#### PROBLEM TO WORK ON:
Would you please transcribe exactly the lines from the one containing "From the image above, detect the yellow sock" through the end of the material below, and only those?

..........

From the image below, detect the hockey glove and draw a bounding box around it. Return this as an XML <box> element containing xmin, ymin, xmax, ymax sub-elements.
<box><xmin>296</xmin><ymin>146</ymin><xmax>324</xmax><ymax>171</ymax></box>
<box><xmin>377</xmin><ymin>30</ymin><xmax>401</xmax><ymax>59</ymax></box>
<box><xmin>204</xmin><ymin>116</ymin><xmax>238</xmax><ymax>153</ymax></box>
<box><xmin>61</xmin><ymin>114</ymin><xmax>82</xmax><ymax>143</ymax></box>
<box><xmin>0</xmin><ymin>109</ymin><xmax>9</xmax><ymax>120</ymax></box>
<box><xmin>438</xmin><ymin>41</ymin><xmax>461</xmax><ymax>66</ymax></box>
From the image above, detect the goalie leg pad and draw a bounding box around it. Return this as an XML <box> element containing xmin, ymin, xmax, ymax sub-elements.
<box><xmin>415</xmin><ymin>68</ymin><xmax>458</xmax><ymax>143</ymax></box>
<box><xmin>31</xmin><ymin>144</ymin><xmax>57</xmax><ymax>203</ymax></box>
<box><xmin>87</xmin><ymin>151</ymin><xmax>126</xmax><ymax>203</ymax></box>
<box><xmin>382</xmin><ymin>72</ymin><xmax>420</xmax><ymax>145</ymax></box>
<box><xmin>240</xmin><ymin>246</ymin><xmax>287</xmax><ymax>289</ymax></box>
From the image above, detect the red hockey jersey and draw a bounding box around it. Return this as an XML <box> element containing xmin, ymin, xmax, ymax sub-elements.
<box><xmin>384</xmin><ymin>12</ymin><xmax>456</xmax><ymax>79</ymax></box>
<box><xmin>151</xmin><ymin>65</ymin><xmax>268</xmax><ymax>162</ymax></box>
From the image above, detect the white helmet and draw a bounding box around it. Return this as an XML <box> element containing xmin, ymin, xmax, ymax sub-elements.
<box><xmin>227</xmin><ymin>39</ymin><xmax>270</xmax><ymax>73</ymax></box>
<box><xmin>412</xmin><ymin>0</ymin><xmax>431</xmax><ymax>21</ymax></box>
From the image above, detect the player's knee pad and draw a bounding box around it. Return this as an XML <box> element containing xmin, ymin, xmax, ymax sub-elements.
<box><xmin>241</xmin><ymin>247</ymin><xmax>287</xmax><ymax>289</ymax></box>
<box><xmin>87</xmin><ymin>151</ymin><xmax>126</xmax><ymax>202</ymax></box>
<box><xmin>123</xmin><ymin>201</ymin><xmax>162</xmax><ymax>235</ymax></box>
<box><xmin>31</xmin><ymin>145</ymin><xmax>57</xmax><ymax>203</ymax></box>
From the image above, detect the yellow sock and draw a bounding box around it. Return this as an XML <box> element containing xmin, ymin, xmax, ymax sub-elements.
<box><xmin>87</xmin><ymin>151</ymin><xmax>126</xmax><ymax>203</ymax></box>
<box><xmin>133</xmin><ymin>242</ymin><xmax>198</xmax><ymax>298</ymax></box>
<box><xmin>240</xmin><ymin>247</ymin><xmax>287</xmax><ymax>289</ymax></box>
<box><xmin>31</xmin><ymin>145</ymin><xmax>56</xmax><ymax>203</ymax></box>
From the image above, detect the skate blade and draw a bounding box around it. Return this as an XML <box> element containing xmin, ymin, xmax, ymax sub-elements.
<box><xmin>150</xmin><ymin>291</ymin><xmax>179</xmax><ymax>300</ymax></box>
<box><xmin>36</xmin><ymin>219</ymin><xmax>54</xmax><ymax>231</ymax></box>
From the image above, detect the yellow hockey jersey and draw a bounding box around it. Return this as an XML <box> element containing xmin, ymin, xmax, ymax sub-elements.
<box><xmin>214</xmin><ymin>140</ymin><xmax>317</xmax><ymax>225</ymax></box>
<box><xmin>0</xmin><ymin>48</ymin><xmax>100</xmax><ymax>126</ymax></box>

..........

#### ANSWER TO THE PROBLEM:
From the image above, detect the yellow sock and draw a bounding box around it. Return this as an XML <box> element containing xmin, ymin, xmax, ymax sub-elements.
<box><xmin>87</xmin><ymin>151</ymin><xmax>126</xmax><ymax>203</ymax></box>
<box><xmin>133</xmin><ymin>242</ymin><xmax>198</xmax><ymax>298</ymax></box>
<box><xmin>240</xmin><ymin>247</ymin><xmax>287</xmax><ymax>289</ymax></box>
<box><xmin>31</xmin><ymin>145</ymin><xmax>56</xmax><ymax>203</ymax></box>
From the image above, detect the skate blade and draw a bounding box around it. Return this as an XML <box> element containing xmin, ymin, xmax, ymax sub-elements.
<box><xmin>150</xmin><ymin>291</ymin><xmax>179</xmax><ymax>300</ymax></box>
<box><xmin>36</xmin><ymin>219</ymin><xmax>54</xmax><ymax>231</ymax></box>
From the image above, detect the yellow hockey jersey and draw a bounding box around it. Return this as an XML <box> element containing xmin, ymin, xmax, ymax sub-elements.
<box><xmin>214</xmin><ymin>140</ymin><xmax>317</xmax><ymax>225</ymax></box>
<box><xmin>0</xmin><ymin>48</ymin><xmax>100</xmax><ymax>126</ymax></box>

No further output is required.